- **To do**:
Lines outside the range are not wanted. Give again exactly the lines between the line holding "Target: building balcony" and the line holding "Target: plastic-wrapped object", inclusive, from the listing below.

- **Entries provided**:
□ □ □ □ □ □ □

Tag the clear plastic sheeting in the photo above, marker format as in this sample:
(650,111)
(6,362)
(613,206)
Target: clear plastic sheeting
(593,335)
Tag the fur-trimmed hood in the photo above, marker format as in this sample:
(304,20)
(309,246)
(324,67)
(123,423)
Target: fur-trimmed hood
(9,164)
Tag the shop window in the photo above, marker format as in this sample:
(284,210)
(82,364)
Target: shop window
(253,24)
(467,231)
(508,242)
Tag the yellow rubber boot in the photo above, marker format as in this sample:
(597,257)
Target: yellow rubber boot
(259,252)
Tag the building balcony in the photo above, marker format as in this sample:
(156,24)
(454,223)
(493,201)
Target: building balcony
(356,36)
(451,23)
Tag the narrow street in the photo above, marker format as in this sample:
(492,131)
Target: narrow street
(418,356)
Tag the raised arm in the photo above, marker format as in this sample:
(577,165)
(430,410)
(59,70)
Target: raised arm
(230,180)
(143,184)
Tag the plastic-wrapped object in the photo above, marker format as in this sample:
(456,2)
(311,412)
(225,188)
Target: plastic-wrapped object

□ □ □ □ □ □ □

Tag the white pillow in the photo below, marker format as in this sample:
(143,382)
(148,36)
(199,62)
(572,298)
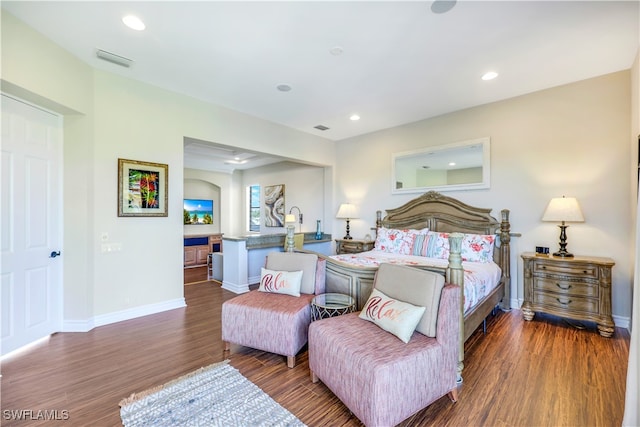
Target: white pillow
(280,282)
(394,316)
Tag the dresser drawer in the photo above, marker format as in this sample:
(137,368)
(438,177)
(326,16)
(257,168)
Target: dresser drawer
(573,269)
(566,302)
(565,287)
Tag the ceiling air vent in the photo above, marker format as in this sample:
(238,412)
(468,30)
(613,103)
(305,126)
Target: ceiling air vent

□ □ □ □ □ □ □

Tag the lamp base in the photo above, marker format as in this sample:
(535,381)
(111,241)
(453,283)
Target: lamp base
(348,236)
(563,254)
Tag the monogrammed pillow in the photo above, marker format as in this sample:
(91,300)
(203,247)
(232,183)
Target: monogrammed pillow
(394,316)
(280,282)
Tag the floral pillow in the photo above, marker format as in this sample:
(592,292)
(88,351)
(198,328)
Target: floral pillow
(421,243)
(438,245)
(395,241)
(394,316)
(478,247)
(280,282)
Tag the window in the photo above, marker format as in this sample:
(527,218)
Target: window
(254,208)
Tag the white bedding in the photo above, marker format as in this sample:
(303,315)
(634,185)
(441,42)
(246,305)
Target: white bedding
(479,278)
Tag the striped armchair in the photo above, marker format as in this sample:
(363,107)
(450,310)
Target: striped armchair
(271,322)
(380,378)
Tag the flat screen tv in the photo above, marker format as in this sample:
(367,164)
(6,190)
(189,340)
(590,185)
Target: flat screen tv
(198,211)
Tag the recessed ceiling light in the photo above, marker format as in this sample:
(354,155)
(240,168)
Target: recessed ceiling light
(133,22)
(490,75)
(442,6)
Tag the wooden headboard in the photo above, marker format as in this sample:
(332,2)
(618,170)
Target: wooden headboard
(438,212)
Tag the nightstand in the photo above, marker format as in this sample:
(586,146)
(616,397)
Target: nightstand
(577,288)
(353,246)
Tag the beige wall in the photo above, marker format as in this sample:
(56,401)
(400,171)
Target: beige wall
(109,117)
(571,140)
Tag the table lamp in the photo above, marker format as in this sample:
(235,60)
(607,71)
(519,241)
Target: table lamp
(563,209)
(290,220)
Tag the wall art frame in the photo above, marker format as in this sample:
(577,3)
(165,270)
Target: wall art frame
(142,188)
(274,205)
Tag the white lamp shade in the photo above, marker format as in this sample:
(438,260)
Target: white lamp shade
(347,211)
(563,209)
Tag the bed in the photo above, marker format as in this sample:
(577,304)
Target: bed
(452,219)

□ □ □ □ □ □ □

- **Task output**:
Target: building balcony
(356,36)
(451,23)
Tag the narrow street in the photo above, marker format as in this sample:
(492,131)
Target: narrow street
(418,356)
Tag the raised arm in the photo above, marker format as in this sample:
(577,165)
(430,410)
(59,70)
Target: raised arm
(230,180)
(143,184)
Tag the plastic-wrapped object in the photo above, marker format as in this sample:
(456,2)
(311,412)
(225,188)
Target: plastic-wrapped object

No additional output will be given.